▶ **Goal of the exercise**
Recast the records as a JSON list of strings, one string per line with blank lines omitted, beginning with the line that contains "Labeling guideline: look at the image above and mark any young" and continuing through the line that contains "[217, 0, 337, 47]".

========

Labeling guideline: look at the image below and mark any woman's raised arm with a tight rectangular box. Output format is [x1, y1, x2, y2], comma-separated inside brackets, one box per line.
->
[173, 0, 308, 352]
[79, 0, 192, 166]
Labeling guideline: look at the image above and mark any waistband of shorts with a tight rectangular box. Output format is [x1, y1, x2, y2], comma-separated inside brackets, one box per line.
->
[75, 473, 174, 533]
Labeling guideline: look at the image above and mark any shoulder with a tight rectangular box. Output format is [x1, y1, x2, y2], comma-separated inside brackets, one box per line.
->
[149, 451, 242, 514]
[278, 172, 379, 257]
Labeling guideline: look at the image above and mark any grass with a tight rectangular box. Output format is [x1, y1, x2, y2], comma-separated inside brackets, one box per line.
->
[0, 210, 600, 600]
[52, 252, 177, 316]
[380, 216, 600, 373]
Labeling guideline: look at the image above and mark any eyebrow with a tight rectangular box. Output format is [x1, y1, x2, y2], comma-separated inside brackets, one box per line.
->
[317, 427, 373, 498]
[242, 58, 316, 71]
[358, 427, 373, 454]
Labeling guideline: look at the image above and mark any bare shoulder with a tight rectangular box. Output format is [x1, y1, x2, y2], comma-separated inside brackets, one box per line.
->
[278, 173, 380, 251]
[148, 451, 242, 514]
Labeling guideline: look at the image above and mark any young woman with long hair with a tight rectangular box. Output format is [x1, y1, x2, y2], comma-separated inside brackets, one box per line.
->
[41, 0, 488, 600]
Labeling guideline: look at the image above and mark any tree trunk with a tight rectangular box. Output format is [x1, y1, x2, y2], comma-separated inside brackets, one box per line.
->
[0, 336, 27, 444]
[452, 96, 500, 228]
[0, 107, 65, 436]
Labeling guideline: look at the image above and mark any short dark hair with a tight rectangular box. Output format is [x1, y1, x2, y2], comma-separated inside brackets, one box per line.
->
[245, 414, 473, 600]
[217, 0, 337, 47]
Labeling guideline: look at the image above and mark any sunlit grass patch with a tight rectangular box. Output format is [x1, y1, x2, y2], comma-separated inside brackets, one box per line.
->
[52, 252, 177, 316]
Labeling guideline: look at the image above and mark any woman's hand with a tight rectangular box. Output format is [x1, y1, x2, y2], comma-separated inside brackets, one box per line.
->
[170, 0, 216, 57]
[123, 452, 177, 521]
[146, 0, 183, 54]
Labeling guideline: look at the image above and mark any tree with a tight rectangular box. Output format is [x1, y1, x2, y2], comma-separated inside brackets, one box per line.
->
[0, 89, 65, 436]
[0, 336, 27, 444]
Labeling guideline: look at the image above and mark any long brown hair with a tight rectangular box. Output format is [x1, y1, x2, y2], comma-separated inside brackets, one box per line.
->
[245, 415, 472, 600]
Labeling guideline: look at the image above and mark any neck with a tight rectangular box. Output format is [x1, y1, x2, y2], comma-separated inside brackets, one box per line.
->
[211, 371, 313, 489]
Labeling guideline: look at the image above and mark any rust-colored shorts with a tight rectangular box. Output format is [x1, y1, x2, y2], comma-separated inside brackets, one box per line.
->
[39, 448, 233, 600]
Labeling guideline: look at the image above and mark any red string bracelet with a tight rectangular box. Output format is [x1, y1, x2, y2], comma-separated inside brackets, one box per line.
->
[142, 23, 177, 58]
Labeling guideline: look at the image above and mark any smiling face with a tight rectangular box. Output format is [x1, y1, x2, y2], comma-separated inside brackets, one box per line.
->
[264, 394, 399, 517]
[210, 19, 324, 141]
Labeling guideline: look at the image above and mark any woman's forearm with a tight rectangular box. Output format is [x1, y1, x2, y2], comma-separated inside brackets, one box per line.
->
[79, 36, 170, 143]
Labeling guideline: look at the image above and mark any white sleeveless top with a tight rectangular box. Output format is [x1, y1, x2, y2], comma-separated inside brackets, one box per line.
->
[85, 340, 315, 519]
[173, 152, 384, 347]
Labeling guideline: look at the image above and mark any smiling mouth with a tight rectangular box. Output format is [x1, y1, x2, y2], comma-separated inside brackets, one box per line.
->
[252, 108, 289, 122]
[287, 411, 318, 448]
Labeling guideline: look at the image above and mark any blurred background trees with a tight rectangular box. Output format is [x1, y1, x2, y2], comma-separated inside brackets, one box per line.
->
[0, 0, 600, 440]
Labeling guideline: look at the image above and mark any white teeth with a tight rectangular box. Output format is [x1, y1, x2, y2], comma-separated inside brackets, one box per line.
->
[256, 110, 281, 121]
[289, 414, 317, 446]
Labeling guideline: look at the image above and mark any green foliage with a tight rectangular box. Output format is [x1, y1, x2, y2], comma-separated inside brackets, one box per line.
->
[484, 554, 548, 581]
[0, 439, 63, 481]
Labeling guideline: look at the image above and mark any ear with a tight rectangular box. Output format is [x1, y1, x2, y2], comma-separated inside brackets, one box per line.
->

========

▶ **Full answer**
[
  "Labeling guideline: look at the image above and mark any young woman with long hair with a tight rectangular box. Output format is [x1, y1, x2, y2], comma-separated inside brackets, one box per line.",
  "->",
  "[41, 0, 488, 600]",
  "Labeling guideline: look at the image above and mark any tree trunk with a tight rectangular box. Output format is [x1, y1, x2, y2], comma-separated inside brackets, one box per line.",
  "->",
  "[0, 336, 27, 444]",
  "[452, 96, 500, 228]",
  "[0, 107, 65, 436]",
  "Labeling guideline: look at the image above and mark any short dark hair with a tight rectangular box. Output format is [x1, y1, x2, y2], comma-separated inside brackets, one box per line.",
  "->",
  "[245, 414, 473, 600]",
  "[217, 0, 337, 47]"
]